TEXTO:
--

25 de fevereiro de 2007

Ricardo Gondim

Em respeito aos tristes - 14/2/07

Confesso que sou introspectivo e, muitas vezes, melancólico. Quando era criança gostava de ficar debaixo de uma árvore, sozinho, para pensar na vida. Continuo assim. Prefiro o silêncio às festas, as refeições com poucas pessoas aos banquetes. E se não tomar cuidado, facilmente caio em depressão.
Essa minha índole quieta não me importuna, mas eu percebo que ela causa constrangimentos na comunidade evangélica. Nas poucas vezes que escrevi textos cinzentos, fui docemente aconselhado a não repetir tal deslize. Sinto-me censurado quando exponho meus sentimentos contaminados de uma vaga e doce tristeza. Sentimentos que, a bem da verdade, me comprazem e me conduzem à meditação. Mas como explicar isso? Fico sem saída, pois não quero só escrever textos sobre como me sinto campeão; recuso teatralizar minha solidez e não quero enganar sobre minha santidade.
Em diversas ocasiões tenho a sensação de estar só entre gigantes da fé. Haveria mais gente como eu? Sei que existem profetas, poetas e santos que também convivem com o desalento. Celebro a amizade, mesmo distante, dos que honesta e corajosamente, detectam sentimentos menos brilhosos e, iguais a mim, não se sentem culpados.
Ditosos os que choram, pois reconhecem que a vida não é composta só de luzes. Quem busca apenas o riso, querendo perenizar o prazer, cairá no profundo abismo do desencanto. Só os tristes sabem os segredos das noites sem lua e que, algumas dimensões nobilíssimas da nossa humanidade, somente se expressam em corredores de morte. Grandes são todos os que permanecem em pé mesmo quando não há luz nenhuma.
Ditosos os que entram em contato com suas angústias. Os que ocultam suas inquietações com frases e clichês religiosos, se condenam à superficialidade. Não existe tese religiosa que consiga se impor com mais força que a própria vida. De nada vale repetir slogans que prometem um mundo cor-de-rosa. Mais cedo ou mais tarde virá a tempestade que assola a casa. Ventos contrários varrerão projetos cautelosos e quem não edificar sua vida na verdade, ruirá implacavelmente.

--

CONJUNTO DE TAREFAS:
**a)** Transcreva do texto o trecho que começa em "25 de fevereiro" e termina em "caio em depressão.".
**b)** Segundo o texto, o que quem escreve gostava de fazer quando era criança?

DADOS FORNECIDOS:
--

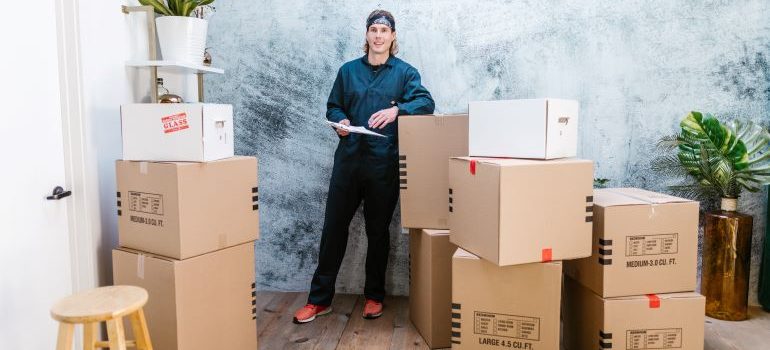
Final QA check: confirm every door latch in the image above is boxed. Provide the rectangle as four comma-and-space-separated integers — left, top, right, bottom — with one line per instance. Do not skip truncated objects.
45, 186, 72, 201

--

RESPOSTAS:
**a)**
25 de fevereiro de 2007

Ricardo Gondim

Em respeito aos tristes - 14/2/07

Confesso que sou introspectivo e, muitas vezes, melancólico. Quando era criança gostava de ficar debaixo de uma árvore, sozinho, para pensar na vida. Continuo assim. Prefiro o silêncio às festas, as refeições com poucas pessoas aos banquetes. E se não tomar cuidado, facilmente caio em depressão.

**b)** Gostava de ficar debaixo de uma árvore, sozinho, para pensar na vida.